---------- PROVIDED DATA ----------
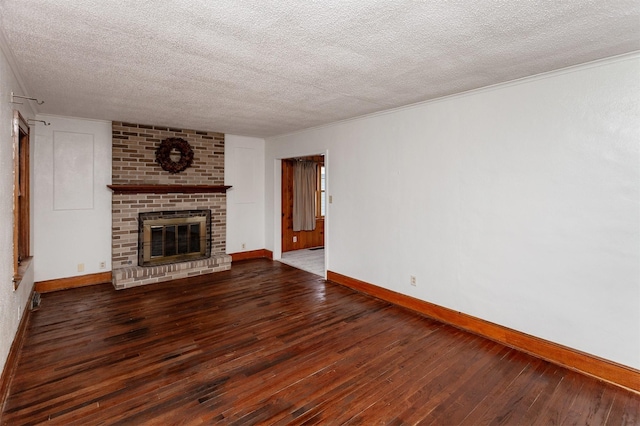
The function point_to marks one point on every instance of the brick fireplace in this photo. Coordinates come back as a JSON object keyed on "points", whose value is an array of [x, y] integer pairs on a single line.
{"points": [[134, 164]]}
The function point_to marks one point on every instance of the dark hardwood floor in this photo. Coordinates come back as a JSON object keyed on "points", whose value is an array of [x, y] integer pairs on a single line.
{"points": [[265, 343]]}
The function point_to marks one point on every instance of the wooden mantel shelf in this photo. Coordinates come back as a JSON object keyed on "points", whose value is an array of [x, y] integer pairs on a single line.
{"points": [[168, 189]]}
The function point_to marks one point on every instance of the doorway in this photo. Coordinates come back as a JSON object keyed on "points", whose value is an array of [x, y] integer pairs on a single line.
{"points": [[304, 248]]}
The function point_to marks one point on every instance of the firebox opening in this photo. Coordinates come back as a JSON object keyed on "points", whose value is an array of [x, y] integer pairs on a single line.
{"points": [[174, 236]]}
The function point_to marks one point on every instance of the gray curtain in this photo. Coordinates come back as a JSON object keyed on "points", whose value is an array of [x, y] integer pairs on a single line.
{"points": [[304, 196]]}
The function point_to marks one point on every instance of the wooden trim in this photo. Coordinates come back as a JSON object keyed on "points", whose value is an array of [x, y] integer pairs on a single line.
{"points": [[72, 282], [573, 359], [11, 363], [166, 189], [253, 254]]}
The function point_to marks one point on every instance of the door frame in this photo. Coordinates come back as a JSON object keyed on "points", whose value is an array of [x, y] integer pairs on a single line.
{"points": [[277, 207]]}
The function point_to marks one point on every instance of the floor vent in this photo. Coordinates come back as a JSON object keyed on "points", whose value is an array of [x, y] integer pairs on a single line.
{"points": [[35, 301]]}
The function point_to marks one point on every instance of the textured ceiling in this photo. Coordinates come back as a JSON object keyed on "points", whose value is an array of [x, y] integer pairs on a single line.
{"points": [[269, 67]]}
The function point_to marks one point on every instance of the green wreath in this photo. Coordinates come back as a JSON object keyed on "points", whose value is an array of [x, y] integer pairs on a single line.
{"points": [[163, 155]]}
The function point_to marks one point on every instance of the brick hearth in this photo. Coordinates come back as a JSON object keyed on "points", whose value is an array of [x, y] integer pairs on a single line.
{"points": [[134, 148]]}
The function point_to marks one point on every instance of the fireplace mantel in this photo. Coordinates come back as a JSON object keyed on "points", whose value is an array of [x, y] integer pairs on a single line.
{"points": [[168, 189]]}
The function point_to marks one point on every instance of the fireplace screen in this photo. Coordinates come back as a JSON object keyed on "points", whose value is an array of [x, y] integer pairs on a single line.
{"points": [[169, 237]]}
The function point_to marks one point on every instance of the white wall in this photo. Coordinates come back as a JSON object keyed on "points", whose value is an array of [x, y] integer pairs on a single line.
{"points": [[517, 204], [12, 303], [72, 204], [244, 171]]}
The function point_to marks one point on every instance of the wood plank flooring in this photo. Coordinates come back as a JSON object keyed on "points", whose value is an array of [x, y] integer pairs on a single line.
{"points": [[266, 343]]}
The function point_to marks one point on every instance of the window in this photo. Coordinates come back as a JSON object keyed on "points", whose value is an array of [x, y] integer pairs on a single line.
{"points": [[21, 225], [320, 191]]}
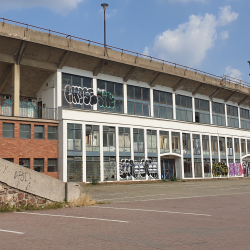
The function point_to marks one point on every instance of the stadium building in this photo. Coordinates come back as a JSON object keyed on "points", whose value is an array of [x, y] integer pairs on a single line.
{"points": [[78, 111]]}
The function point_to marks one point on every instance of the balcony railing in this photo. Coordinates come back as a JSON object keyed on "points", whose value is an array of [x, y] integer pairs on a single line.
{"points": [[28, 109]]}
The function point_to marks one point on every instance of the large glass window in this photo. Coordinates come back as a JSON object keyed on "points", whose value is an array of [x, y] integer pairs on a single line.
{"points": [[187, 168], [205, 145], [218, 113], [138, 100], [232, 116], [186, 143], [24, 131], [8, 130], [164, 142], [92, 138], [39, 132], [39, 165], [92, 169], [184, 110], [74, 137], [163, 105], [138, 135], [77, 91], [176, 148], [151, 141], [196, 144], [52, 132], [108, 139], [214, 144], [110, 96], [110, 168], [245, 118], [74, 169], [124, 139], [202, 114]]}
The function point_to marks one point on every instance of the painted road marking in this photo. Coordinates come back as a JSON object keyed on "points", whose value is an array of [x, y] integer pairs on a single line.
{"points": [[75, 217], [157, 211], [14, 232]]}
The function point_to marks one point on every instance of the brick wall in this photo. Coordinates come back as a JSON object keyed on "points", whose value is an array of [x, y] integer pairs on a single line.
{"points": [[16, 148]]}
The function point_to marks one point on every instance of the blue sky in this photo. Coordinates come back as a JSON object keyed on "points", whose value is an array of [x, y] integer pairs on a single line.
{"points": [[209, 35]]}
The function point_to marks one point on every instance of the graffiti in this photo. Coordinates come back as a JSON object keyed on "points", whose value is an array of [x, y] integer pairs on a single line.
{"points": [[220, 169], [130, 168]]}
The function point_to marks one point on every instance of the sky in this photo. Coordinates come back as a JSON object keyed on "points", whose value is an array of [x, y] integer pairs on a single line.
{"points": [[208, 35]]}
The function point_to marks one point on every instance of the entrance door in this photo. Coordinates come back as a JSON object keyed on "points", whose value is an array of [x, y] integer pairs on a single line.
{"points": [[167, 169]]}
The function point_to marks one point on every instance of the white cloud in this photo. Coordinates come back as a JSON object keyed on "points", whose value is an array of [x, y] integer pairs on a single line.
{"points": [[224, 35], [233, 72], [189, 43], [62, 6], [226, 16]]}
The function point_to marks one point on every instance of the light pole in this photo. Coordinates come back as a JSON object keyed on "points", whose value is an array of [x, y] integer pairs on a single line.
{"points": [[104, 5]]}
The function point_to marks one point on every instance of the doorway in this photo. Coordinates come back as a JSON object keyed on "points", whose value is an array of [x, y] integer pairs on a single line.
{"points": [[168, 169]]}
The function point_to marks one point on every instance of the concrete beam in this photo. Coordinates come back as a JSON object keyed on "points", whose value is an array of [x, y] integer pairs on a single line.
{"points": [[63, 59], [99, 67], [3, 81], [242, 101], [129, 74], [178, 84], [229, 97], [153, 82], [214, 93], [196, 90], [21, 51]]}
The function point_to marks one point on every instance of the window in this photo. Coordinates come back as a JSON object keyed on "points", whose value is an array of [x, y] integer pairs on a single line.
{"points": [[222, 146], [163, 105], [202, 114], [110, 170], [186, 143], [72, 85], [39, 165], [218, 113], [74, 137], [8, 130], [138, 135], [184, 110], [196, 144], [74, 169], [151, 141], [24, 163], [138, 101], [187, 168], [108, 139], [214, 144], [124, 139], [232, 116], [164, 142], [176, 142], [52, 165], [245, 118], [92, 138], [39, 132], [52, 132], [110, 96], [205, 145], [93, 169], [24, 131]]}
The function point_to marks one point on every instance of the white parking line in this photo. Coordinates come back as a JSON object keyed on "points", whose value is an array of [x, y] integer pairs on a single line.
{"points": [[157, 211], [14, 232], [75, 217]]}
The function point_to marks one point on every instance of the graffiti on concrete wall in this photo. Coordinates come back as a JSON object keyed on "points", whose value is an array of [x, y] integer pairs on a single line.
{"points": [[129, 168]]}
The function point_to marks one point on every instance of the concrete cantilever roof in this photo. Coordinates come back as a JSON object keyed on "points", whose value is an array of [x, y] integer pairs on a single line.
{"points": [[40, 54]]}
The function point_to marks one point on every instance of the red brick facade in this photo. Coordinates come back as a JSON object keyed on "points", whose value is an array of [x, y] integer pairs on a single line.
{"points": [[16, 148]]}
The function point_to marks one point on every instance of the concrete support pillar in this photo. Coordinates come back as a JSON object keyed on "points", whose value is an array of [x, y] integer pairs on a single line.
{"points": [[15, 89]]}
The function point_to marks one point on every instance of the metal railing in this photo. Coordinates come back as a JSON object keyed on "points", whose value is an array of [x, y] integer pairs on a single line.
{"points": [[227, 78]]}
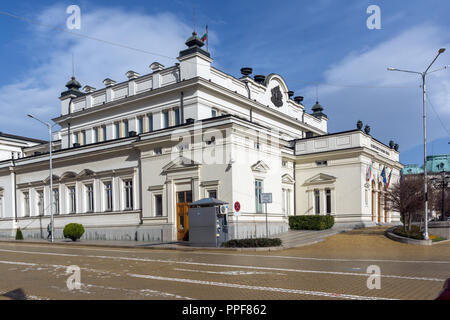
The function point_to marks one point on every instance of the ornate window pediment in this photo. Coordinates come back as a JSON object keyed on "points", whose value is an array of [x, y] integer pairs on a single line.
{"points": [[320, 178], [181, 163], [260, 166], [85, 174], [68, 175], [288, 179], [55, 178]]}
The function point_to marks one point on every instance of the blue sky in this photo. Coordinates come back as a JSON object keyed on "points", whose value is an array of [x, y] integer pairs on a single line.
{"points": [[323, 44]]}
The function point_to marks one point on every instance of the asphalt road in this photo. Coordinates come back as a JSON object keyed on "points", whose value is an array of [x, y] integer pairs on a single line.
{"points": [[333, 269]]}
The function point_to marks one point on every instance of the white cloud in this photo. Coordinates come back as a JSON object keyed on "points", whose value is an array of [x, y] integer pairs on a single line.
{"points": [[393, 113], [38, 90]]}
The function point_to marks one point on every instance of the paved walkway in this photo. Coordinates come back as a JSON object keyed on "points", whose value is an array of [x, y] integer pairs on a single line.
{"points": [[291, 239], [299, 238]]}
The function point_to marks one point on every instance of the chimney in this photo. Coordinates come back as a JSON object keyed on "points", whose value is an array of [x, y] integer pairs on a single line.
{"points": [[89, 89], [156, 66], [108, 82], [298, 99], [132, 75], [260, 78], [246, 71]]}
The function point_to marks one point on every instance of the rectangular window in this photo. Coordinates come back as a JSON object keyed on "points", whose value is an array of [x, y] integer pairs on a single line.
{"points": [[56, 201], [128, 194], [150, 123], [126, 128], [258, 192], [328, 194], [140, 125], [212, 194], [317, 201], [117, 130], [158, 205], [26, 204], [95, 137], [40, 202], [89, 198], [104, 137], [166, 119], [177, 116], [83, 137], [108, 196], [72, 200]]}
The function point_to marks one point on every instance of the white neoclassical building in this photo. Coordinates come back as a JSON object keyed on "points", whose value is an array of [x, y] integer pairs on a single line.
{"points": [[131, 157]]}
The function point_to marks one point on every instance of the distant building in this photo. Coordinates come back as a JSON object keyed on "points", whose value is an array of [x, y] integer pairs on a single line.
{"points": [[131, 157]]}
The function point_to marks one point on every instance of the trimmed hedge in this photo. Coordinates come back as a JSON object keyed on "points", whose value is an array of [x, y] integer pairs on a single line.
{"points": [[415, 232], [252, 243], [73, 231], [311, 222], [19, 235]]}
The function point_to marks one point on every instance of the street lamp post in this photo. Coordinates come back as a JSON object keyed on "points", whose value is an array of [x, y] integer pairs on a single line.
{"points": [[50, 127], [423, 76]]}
----------
Every line from the one that holds "the white neoclassical" to the end of the data above should be given again exactly, with that line and the last one both kept.

The function point_to marks one point on every instance of the white neoclassical building in this photo. Coordinates come back as a JSON object keyed on "points", whose value is an array of [x, y] integer pairs on a single line.
{"points": [[131, 157]]}
The function point_to marks one point on every instance of the distant building in this photo. Coordinates come back as a JSON object keyed on "points", whose value is an array of [x, y] integer pairs on a single line.
{"points": [[131, 157]]}
The function point_to marks one point on every instance of the trimmed hedge in this photo. Coordinates come back as a JSON object keyed on "points", whose value is an array of [x, y] integer pairs on a single line.
{"points": [[415, 232], [252, 243], [73, 231], [311, 222], [19, 235]]}
The function point_to marks one point on every instance of the street lamp post in this photo. Coordinates come back as a JSON object keyed on "points", whose value is an array of [x, y] integer pairs on a single line.
{"points": [[50, 127], [423, 76]]}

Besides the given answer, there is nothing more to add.